TASK: Reproduce the lines of the material verbatim, beginning at its first line and ending after the line that contains "positive clicks: (69, 117)". Leave the pictures out of your answer.

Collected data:
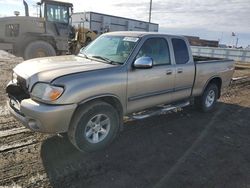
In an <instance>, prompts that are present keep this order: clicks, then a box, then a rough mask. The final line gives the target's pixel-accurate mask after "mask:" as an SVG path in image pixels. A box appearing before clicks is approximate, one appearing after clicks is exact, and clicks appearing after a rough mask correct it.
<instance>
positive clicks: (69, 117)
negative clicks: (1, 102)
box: [6, 82, 77, 134]
mask: <svg viewBox="0 0 250 188" xmlns="http://www.w3.org/2000/svg"><path fill="white" fill-rule="evenodd" d="M6 92H7V93H8V95H9V101H8V102H7V106H8V109H9V111H10V113H11V114H12V115H13V116H14V117H15V118H16V119H17V120H18V121H20V122H22V124H23V125H25V126H26V127H27V128H29V129H31V130H33V131H37V132H43V133H53V134H57V133H63V132H67V131H68V128H69V124H70V121H71V118H72V116H73V113H74V111H75V109H76V107H77V105H76V104H67V105H55V104H53V105H51V104H44V103H40V102H36V101H34V100H32V99H31V98H30V97H29V95H27V93H26V94H25V93H24V91H23V89H22V88H21V87H20V86H19V85H18V84H17V83H14V82H10V83H9V84H8V86H7V88H6ZM20 96H21V97H20Z"/></svg>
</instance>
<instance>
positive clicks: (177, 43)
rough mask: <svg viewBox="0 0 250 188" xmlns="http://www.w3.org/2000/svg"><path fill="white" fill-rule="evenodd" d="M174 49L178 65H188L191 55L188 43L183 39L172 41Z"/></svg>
mask: <svg viewBox="0 0 250 188" xmlns="http://www.w3.org/2000/svg"><path fill="white" fill-rule="evenodd" d="M172 44H173V48H174V57H175V62H176V64H186V63H187V62H188V60H189V54H188V49H187V45H186V42H185V41H184V40H182V39H176V38H175V39H172Z"/></svg>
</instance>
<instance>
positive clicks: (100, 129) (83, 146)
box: [68, 101, 120, 152]
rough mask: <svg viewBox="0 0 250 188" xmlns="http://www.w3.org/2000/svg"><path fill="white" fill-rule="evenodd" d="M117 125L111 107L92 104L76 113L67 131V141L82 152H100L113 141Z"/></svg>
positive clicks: (99, 103) (107, 105) (108, 105)
mask: <svg viewBox="0 0 250 188" xmlns="http://www.w3.org/2000/svg"><path fill="white" fill-rule="evenodd" d="M119 125H120V122H119V115H118V113H117V111H116V110H115V109H114V107H113V106H112V105H110V104H108V103H106V102H102V101H97V102H93V103H90V104H89V105H88V106H87V107H81V108H80V109H78V110H77V111H76V113H75V115H74V117H73V119H72V122H71V125H70V127H69V131H68V136H69V140H70V141H71V143H72V144H73V145H74V146H75V147H76V148H77V149H78V150H80V151H82V152H93V151H97V150H101V149H103V148H105V147H106V146H108V145H109V144H110V143H111V142H112V141H113V140H114V138H115V137H116V135H117V133H118V130H119Z"/></svg>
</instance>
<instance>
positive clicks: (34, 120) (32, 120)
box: [28, 119, 39, 130]
mask: <svg viewBox="0 0 250 188" xmlns="http://www.w3.org/2000/svg"><path fill="white" fill-rule="evenodd" d="M28 125H29V127H30V128H31V129H33V130H38V129H39V126H38V123H37V121H36V120H34V119H29V121H28Z"/></svg>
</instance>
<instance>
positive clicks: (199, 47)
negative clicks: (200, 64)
mask: <svg viewBox="0 0 250 188" xmlns="http://www.w3.org/2000/svg"><path fill="white" fill-rule="evenodd" d="M191 49H192V53H193V55H197V56H205V57H218V58H226V59H233V60H235V61H241V62H246V63H250V50H245V49H232V48H215V47H202V46H191Z"/></svg>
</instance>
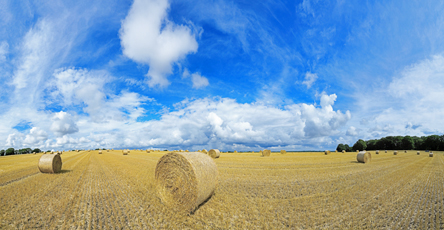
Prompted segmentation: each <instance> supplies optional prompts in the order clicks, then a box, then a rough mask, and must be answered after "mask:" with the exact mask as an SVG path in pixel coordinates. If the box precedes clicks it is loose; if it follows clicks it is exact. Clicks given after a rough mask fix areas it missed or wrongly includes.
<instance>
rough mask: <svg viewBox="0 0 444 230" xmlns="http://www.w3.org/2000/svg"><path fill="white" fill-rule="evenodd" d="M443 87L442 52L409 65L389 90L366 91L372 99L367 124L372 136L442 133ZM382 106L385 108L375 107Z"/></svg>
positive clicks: (443, 62) (398, 77) (394, 77)
mask: <svg viewBox="0 0 444 230" xmlns="http://www.w3.org/2000/svg"><path fill="white" fill-rule="evenodd" d="M443 88H444V57H443V56H442V55H435V56H433V57H431V58H429V59H425V60H422V61H419V62H417V63H416V64H413V65H411V66H407V67H405V68H404V70H403V71H402V72H401V73H400V74H399V75H397V76H395V77H394V78H393V80H392V82H391V83H390V84H389V86H388V87H387V89H386V90H385V91H383V92H379V93H377V94H366V97H367V98H364V99H363V100H364V101H365V102H366V103H370V104H369V106H370V107H369V109H368V111H371V112H372V113H371V114H372V115H371V116H369V117H368V118H366V120H367V121H368V122H367V123H366V124H365V126H366V127H367V128H368V129H369V131H370V132H369V133H368V135H369V137H371V136H376V137H381V136H388V135H411V136H413V135H415V136H423V135H429V134H430V133H435V134H442V133H443V131H442V130H444V123H442V122H441V120H442V117H443V116H444V110H442V108H444V100H442V98H444V91H442V89H443ZM372 103H374V104H372ZM371 106H373V107H371ZM381 107H382V108H383V109H382V110H379V109H373V108H381ZM372 110H373V111H372ZM375 112H376V113H375Z"/></svg>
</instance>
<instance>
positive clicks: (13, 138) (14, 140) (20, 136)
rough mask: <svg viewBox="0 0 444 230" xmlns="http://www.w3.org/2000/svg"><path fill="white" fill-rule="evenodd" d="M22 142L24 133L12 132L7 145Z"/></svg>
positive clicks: (22, 140) (13, 145)
mask: <svg viewBox="0 0 444 230" xmlns="http://www.w3.org/2000/svg"><path fill="white" fill-rule="evenodd" d="M22 142H23V134H21V133H11V134H9V135H8V138H7V139H6V144H5V146H7V147H14V146H21V145H22Z"/></svg>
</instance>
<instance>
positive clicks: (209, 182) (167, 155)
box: [155, 152, 219, 213]
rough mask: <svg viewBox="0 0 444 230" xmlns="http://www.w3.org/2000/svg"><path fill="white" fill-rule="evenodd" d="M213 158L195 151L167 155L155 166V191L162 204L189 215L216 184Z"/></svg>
mask: <svg viewBox="0 0 444 230" xmlns="http://www.w3.org/2000/svg"><path fill="white" fill-rule="evenodd" d="M218 174H219V173H218V170H217V166H216V164H215V163H214V161H213V159H212V158H211V157H209V156H208V155H204V154H198V153H197V152H184V153H168V154H165V155H164V156H163V157H161V158H160V159H159V162H158V163H157V166H156V171H155V178H156V188H157V191H158V193H159V196H160V198H161V200H162V203H164V204H165V205H167V206H169V207H171V208H173V209H175V210H179V211H184V212H186V213H192V212H194V211H195V210H196V208H197V207H199V205H200V204H201V203H202V202H204V201H205V200H207V199H208V198H209V197H211V195H213V193H214V191H215V190H216V186H217V183H218V182H217V181H218Z"/></svg>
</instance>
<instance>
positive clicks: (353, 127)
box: [345, 126, 358, 136]
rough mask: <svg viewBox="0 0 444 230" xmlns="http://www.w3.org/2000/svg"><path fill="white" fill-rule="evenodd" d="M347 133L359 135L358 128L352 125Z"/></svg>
mask: <svg viewBox="0 0 444 230" xmlns="http://www.w3.org/2000/svg"><path fill="white" fill-rule="evenodd" d="M345 135H347V136H357V135H358V131H357V130H356V128H355V127H353V126H350V127H349V128H348V129H347V132H346V133H345Z"/></svg>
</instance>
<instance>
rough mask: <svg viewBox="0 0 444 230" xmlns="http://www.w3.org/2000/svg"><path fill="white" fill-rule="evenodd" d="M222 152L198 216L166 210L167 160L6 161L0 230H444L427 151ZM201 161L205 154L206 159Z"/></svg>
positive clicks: (61, 155) (84, 154) (0, 195)
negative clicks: (366, 161)
mask: <svg viewBox="0 0 444 230" xmlns="http://www.w3.org/2000/svg"><path fill="white" fill-rule="evenodd" d="M398 152H399V153H398V155H396V156H395V155H393V151H388V153H384V152H382V153H380V154H379V155H376V154H375V152H374V151H371V153H372V162H371V163H370V164H361V163H357V161H356V153H334V152H333V153H331V154H330V155H324V153H319V152H316V153H299V152H298V153H291V152H289V153H287V154H280V153H272V155H271V156H270V157H260V154H259V153H222V154H221V157H220V158H219V159H215V160H214V161H215V162H216V164H217V166H218V170H219V185H218V187H217V189H216V191H215V194H214V195H213V196H212V197H211V199H209V200H208V201H207V202H206V203H204V204H203V205H201V206H200V207H199V209H197V211H195V213H194V214H192V215H184V214H181V213H177V212H175V211H173V210H170V209H168V208H167V207H166V206H164V205H163V204H162V202H161V200H160V199H159V198H158V196H157V193H156V190H155V181H154V170H155V167H156V164H157V161H158V160H159V158H160V157H161V156H163V155H164V154H165V153H166V152H154V153H146V152H145V151H131V152H130V153H129V155H125V156H124V155H123V154H122V152H121V151H110V152H106V151H104V152H103V154H98V151H91V152H78V153H77V152H65V153H63V154H62V155H61V157H62V161H63V167H62V172H61V173H59V174H43V173H40V172H39V170H38V167H37V164H38V160H39V158H40V156H41V155H42V154H36V155H15V156H6V157H1V158H0V218H1V223H0V228H1V229H9V228H10V229H17V228H20V229H31V228H41V229H159V228H167V229H187V228H191V229H202V228H211V229H233V228H238V229H258V228H259V229H282V228H291V229H365V228H367V229H380V228H387V229H444V213H443V211H444V210H443V209H444V195H443V191H444V177H443V175H444V159H443V153H442V152H434V157H429V156H428V153H425V152H424V151H421V155H416V151H408V152H407V153H404V151H398ZM199 154H200V153H199Z"/></svg>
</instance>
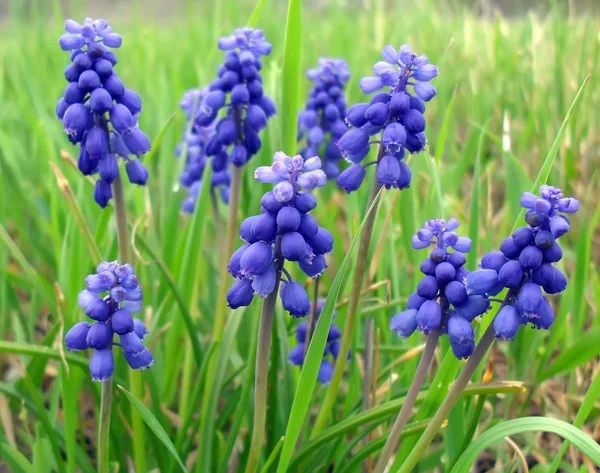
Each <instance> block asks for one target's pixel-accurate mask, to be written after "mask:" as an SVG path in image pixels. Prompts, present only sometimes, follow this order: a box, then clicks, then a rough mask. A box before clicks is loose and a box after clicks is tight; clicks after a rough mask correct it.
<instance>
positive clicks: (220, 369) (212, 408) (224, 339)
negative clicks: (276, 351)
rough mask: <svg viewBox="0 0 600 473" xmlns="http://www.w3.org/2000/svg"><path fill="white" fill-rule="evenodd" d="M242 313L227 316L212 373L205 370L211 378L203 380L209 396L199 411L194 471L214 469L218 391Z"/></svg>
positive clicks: (228, 357)
mask: <svg viewBox="0 0 600 473" xmlns="http://www.w3.org/2000/svg"><path fill="white" fill-rule="evenodd" d="M243 315H244V314H243V313H242V314H239V316H236V317H230V318H229V321H228V323H227V325H226V326H225V331H224V333H223V338H222V339H221V345H220V346H219V351H218V353H217V360H216V365H215V369H214V371H213V372H212V373H211V372H210V371H211V370H210V369H208V370H207V376H208V375H210V376H212V378H211V379H206V381H205V382H204V383H205V386H206V388H207V389H205V390H204V392H205V393H208V395H209V398H208V401H207V402H206V403H203V404H202V411H201V413H200V419H201V422H200V441H199V445H198V458H199V460H198V461H197V462H196V473H204V472H205V471H214V469H213V465H212V454H213V450H214V449H213V442H214V440H215V439H216V437H217V432H215V431H214V427H215V422H216V411H217V405H218V402H219V393H220V392H221V386H222V382H223V378H224V376H225V370H226V368H227V364H228V363H229V357H230V355H231V351H232V347H233V342H234V340H235V336H236V334H237V331H238V328H239V326H240V322H241V321H242V319H243Z"/></svg>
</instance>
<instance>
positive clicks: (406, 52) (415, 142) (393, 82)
mask: <svg viewBox="0 0 600 473" xmlns="http://www.w3.org/2000/svg"><path fill="white" fill-rule="evenodd" d="M381 55H382V56H383V58H384V59H385V61H380V62H378V63H377V64H375V66H374V67H373V70H374V72H375V76H373V77H363V78H362V79H361V80H360V83H359V85H360V88H361V90H362V91H363V93H365V94H367V95H368V94H372V93H373V92H377V91H378V90H380V89H382V88H385V89H387V90H386V91H384V92H379V93H377V94H376V95H374V96H373V97H372V98H371V101H370V102H369V103H358V104H356V105H353V106H352V107H350V108H349V109H348V113H347V114H346V122H347V123H348V125H350V126H351V127H352V128H351V129H350V130H348V131H347V132H346V133H345V134H344V135H343V136H342V137H341V138H340V139H339V140H338V142H337V146H338V147H339V149H340V150H341V153H342V155H343V156H344V157H345V159H346V160H347V161H348V162H350V163H351V164H352V165H351V166H350V167H349V168H348V169H346V170H345V171H344V172H342V173H341V174H340V175H339V176H338V179H337V184H338V186H339V187H341V188H342V189H344V190H345V191H346V192H348V193H350V192H354V191H356V190H357V189H358V188H359V187H360V185H361V184H362V182H363V180H364V178H365V174H366V172H365V169H364V168H365V166H368V165H370V164H375V165H376V166H377V178H378V180H379V183H380V184H381V185H382V186H384V187H385V188H387V189H390V188H392V187H395V188H398V189H404V188H406V187H408V186H409V185H410V181H411V172H410V169H409V168H408V166H407V164H406V163H405V162H404V160H403V159H404V158H405V157H406V154H407V152H408V153H413V154H414V153H419V152H421V151H423V150H424V149H425V143H426V137H425V125H426V122H425V116H424V113H425V102H429V101H430V100H431V99H432V98H433V97H435V95H436V93H437V92H436V89H435V87H434V86H433V85H431V84H430V81H431V80H432V79H433V78H435V77H436V76H437V75H438V68H437V66H435V65H433V64H429V59H428V58H427V56H417V55H416V54H415V53H413V52H412V50H411V48H410V46H409V45H407V44H403V45H402V46H401V47H400V50H399V51H396V50H395V49H394V47H392V46H386V47H385V48H384V49H383V51H382V53H381ZM378 134H381V137H380V139H379V140H374V141H372V140H371V137H373V136H375V135H378ZM374 143H380V151H379V156H378V157H377V161H375V162H372V163H368V164H366V165H364V164H362V162H363V160H364V159H365V157H366V156H367V155H368V154H369V151H370V149H371V146H372V145H373V144H374Z"/></svg>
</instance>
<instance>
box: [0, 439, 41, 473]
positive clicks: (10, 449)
mask: <svg viewBox="0 0 600 473" xmlns="http://www.w3.org/2000/svg"><path fill="white" fill-rule="evenodd" d="M0 458H2V461H3V462H5V463H6V464H7V465H8V466H9V468H10V469H11V471H12V472H13V473H35V471H34V470H33V465H32V464H31V463H29V460H27V458H26V457H25V455H23V454H22V453H21V452H19V450H17V449H16V448H15V447H12V446H11V445H8V444H7V443H3V442H0Z"/></svg>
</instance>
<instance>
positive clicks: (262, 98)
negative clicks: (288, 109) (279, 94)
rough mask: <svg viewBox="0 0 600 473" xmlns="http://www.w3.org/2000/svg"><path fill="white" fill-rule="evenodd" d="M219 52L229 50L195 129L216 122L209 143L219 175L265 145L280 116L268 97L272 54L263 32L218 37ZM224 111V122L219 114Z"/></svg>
mask: <svg viewBox="0 0 600 473" xmlns="http://www.w3.org/2000/svg"><path fill="white" fill-rule="evenodd" d="M219 49H221V50H223V51H227V54H226V55H225V60H224V62H223V64H221V65H220V66H219V68H218V71H217V74H218V78H217V79H215V80H214V81H213V82H212V83H211V84H210V86H209V92H208V93H207V94H206V97H204V98H203V100H202V101H201V102H200V105H199V107H198V113H197V114H196V117H195V125H196V126H197V127H199V128H203V127H207V126H210V125H213V124H214V130H213V132H212V133H211V134H210V137H209V138H208V140H207V141H206V145H205V152H206V154H207V156H212V157H213V159H212V167H213V170H214V171H215V172H220V171H223V170H225V169H227V168H228V167H229V164H233V165H234V166H237V167H240V166H243V165H244V164H246V163H247V162H248V160H250V158H251V157H252V156H254V155H255V154H256V153H257V152H258V150H259V149H260V147H261V140H260V137H259V136H258V133H259V132H260V130H262V129H263V128H265V126H266V125H267V119H268V118H269V117H271V116H273V115H274V114H275V104H274V103H273V101H272V100H271V99H270V98H269V97H267V96H266V95H264V93H263V86H262V77H261V75H260V70H261V69H262V62H261V60H260V57H261V56H266V55H268V54H270V52H271V44H270V43H269V42H267V40H266V39H265V36H264V34H263V32H262V30H258V29H253V28H241V29H237V30H235V31H234V32H233V35H231V36H225V37H222V38H220V39H219ZM221 110H225V113H224V116H222V117H221V118H219V112H220V111H221Z"/></svg>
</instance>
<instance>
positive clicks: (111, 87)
mask: <svg viewBox="0 0 600 473" xmlns="http://www.w3.org/2000/svg"><path fill="white" fill-rule="evenodd" d="M65 30H66V31H67V33H65V34H64V35H62V36H61V37H60V39H59V41H58V42H59V44H60V47H61V49H62V50H63V51H70V52H71V64H70V65H69V66H67V68H66V69H65V79H67V81H68V82H69V85H67V87H66V88H65V91H64V94H63V97H61V98H60V99H59V100H58V103H57V104H56V116H57V117H58V119H59V120H62V122H63V126H64V131H65V133H66V134H67V135H68V137H69V140H70V141H71V143H73V144H78V143H79V144H80V149H79V157H78V160H77V165H78V167H79V170H80V171H81V172H82V173H83V174H84V175H86V176H89V175H93V174H96V173H98V176H99V178H98V180H97V181H96V187H95V189H94V200H95V201H96V202H97V203H98V205H100V206H101V207H106V206H107V205H108V202H109V201H110V199H111V198H112V191H111V186H110V185H111V184H112V182H113V181H114V180H115V179H116V178H117V176H118V175H119V164H118V161H117V158H121V159H123V160H124V161H125V162H126V165H125V171H126V173H127V177H128V178H129V181H130V182H131V183H132V184H138V185H145V184H146V181H147V180H148V171H147V170H146V168H145V167H144V165H143V164H142V163H141V161H139V159H137V158H139V157H140V156H141V155H143V154H145V153H147V152H148V151H150V141H149V140H148V138H147V137H146V135H145V134H144V132H143V131H142V130H140V128H139V126H138V115H139V113H140V112H141V111H142V99H141V98H140V96H139V95H138V94H137V93H136V92H135V91H133V90H131V89H127V88H125V85H124V84H123V81H122V80H121V79H120V78H119V77H118V76H117V73H116V72H115V71H114V66H115V65H116V64H117V56H116V55H115V53H114V52H113V51H111V50H110V48H119V47H120V46H121V42H122V39H121V36H120V35H119V34H118V33H115V32H113V31H112V28H111V27H110V26H108V23H107V22H106V20H102V19H100V20H92V19H91V18H86V19H85V21H84V22H83V25H80V24H79V23H77V22H75V21H73V20H67V21H66V22H65Z"/></svg>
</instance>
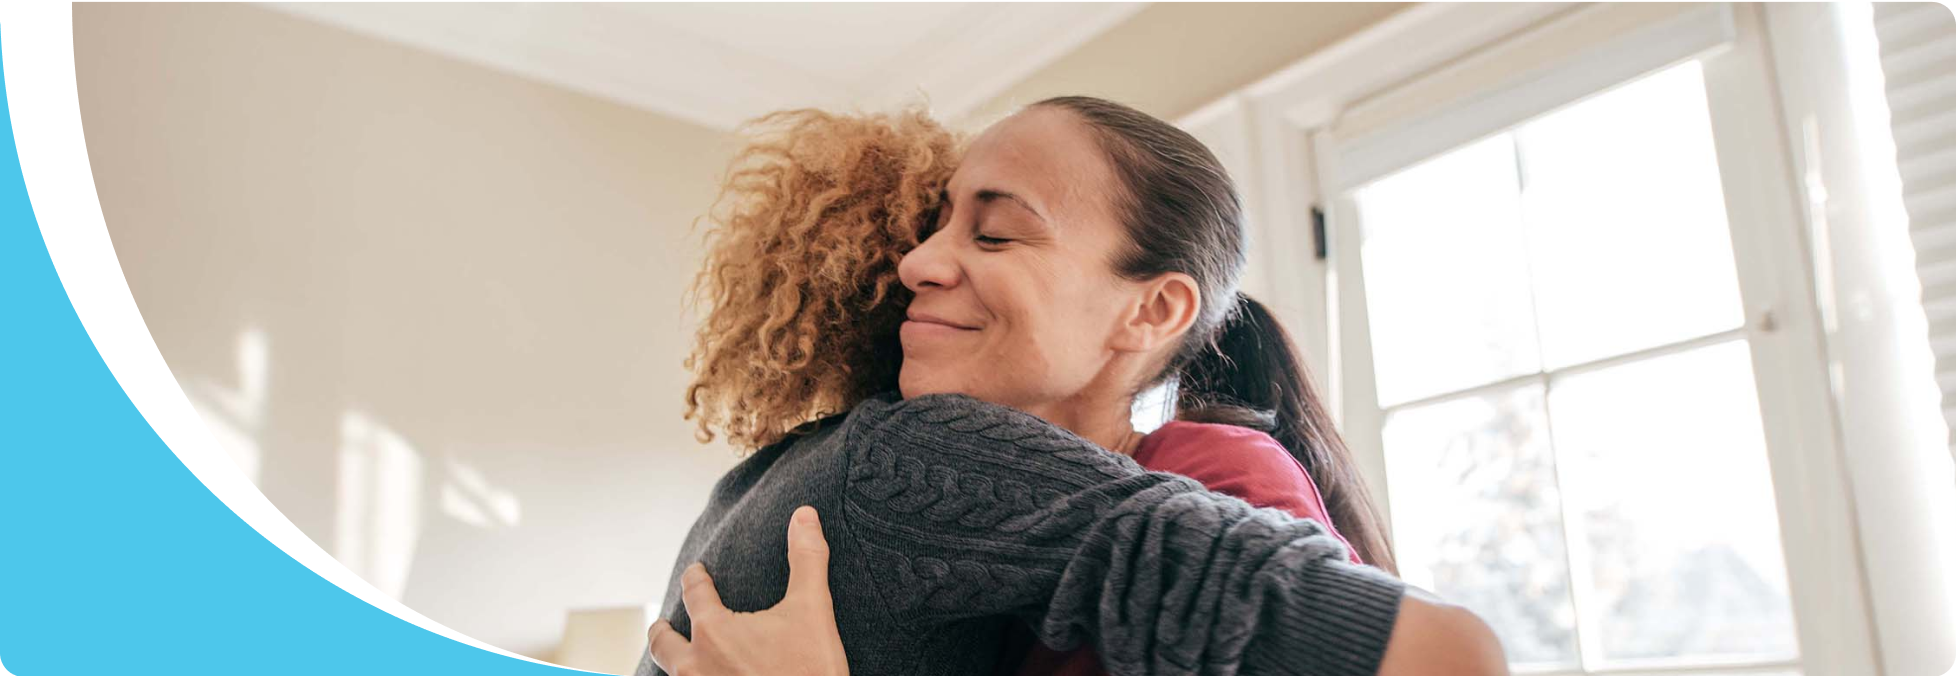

RESULT OF THIS EXERCISE:
In an <instance>, prompts that are present keep this order: clicks, then a box, then a rough mask. The final line gives the target's pixel-accurate mask after "mask:" as an SVG path in image pixels. A box appearing before clicks is approximate, one appearing after clicks is exact, and clicks appearing after a rough mask correct it.
<instance>
positive clicks: (69, 117)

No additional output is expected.